取り組む課題:
下にある自動翻訳についての文章のうち、「総務省は外国人旅行者との言葉」を含む語句で始まり「るようにするという技術です。」で終わる部分を、「スマートフォン」を「タブレット端末」に置き換えて書き直してもらえますか？

本文抜粋:

........

#31 いま「自動翻訳」がすごいらしい!

いま「自動翻訳」がすごいらしい!

外国からのお客様がホントに増えていますね。
街を歩けば、外国の方に道を訊かれる機会が増えています。
スラッと英語で対応される方は、すごく羨ましいです。
ベタッと大阪弁で答えている人は、その自然体もすごいと感心します。

大阪人の強いハートを欲しいと思ったことはありませんが、英語が話せたらって思うことはありますよね。

話せたらいいですね。

今、注目の技術が「自動翻訳」です。
これが、すごいことになっているみたいです。

2003年に観光庁が始めましたビジット・ジャパンが2013年に1,000万人を達成して、2015年には1,973万7,000人(前年比147.1%)の外国人観光客を集客しました。
2020年の東京オリンピックも目前です。想像もつかないような数の外国人観光客が来日することになります。

語学が堪能なスタッフが不足していることが、深刻な問題となっています。

外国からのお客様

機械が通訳

総務省は外国人旅行者との言葉の壁をなくすために「グローバルコミュニケーション計画」を推進しています。人材が不足しているなら、システムでカバーしようというわけです。

昨年度(平成27年度)の総務省所管における「多言語音声翻訳技術の研究開発及び社会実証」の予算が20.5億円です。スマートフォンに外国語で旅行や医療に関する文章を音声入力すると日本語に変換できるようにするという技術です。

ねらいは

  • 「観光ビジネスを強化して地方経済の活性化に役立てる」
  • 「東京オリンピックの注目の場で日本の技術力をプレゼンテーションする」

........

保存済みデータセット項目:
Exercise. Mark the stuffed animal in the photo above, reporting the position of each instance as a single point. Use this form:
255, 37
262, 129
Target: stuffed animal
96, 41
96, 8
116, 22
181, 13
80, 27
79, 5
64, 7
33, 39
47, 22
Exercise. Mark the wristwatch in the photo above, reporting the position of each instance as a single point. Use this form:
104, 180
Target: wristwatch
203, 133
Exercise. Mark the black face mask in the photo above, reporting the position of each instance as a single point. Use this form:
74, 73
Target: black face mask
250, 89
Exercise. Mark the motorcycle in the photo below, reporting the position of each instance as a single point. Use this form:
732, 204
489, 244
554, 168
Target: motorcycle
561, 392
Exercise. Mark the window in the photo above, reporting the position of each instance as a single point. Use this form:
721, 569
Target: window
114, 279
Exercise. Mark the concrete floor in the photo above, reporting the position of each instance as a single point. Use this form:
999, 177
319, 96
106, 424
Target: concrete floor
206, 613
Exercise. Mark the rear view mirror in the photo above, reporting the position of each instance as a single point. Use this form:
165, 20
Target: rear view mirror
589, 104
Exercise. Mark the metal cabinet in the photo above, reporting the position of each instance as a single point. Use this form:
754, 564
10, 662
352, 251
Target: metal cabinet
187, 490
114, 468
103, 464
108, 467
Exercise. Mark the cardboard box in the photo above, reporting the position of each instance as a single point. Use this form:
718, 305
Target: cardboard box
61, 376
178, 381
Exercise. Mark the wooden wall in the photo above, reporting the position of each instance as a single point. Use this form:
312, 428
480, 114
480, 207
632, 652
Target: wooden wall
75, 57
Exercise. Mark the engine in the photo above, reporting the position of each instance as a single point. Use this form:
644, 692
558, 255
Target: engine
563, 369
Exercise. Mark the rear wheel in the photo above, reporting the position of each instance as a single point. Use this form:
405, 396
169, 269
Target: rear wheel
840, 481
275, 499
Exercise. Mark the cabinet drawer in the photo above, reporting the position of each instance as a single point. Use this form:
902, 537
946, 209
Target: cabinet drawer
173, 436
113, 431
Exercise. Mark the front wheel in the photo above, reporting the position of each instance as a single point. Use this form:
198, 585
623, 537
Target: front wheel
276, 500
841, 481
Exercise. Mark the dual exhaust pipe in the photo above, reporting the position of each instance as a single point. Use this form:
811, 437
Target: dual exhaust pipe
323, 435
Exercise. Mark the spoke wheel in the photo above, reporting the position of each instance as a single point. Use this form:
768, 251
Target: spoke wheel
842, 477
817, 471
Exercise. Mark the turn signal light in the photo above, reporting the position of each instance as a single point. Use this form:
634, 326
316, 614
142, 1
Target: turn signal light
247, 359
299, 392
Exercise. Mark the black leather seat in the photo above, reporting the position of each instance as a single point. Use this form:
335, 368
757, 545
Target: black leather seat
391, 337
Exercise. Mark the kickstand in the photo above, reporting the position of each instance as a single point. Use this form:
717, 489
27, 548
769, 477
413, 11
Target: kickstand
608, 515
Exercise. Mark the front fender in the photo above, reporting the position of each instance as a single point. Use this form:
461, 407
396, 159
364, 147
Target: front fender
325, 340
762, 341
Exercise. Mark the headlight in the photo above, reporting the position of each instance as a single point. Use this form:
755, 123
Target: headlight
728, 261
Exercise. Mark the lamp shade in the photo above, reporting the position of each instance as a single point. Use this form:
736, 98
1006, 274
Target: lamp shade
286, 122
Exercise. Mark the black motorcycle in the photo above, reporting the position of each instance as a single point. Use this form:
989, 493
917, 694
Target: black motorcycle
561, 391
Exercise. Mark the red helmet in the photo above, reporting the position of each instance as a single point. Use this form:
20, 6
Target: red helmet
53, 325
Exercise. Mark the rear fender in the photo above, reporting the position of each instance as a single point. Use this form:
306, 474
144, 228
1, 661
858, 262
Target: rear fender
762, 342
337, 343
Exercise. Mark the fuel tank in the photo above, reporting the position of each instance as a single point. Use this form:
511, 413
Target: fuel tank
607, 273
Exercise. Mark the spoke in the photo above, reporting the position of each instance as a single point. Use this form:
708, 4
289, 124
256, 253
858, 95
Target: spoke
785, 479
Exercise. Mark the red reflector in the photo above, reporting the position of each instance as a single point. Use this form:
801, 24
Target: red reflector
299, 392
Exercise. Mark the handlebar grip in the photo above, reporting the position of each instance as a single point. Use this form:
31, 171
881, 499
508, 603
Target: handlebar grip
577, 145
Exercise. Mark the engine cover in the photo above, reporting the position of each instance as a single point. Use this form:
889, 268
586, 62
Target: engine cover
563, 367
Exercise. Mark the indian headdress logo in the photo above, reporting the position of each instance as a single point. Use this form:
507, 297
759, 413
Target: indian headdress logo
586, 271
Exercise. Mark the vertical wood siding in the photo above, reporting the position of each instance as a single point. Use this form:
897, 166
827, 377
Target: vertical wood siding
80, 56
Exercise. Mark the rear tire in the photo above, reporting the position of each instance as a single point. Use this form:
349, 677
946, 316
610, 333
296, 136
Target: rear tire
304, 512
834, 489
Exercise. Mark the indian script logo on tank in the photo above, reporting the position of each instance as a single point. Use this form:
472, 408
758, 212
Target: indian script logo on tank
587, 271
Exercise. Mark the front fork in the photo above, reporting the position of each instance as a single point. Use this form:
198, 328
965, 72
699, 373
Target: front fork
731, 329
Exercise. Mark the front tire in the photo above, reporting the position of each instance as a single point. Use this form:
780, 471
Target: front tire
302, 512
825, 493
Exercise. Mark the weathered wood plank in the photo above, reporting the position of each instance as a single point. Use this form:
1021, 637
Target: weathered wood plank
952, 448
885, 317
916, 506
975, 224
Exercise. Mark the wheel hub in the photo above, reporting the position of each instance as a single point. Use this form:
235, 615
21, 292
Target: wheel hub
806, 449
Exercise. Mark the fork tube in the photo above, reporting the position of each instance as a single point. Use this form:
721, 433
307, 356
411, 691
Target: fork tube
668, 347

........

課題の解答:
総務省は外国人旅行者との言葉の壁をなくすために「グローバルコミュニケーション計画」を推進しています。人材が不足しているなら、システムでカバーしようというわけです。

昨年度(平成27年度)の総務省所管における「多言語音声翻訳技術の研究開発及び社会実証」の予算が20.5億円です。タブレット端末に外国語で旅行や医療に関する文章を音声入力すると日本語に変換できるようにするという技術です。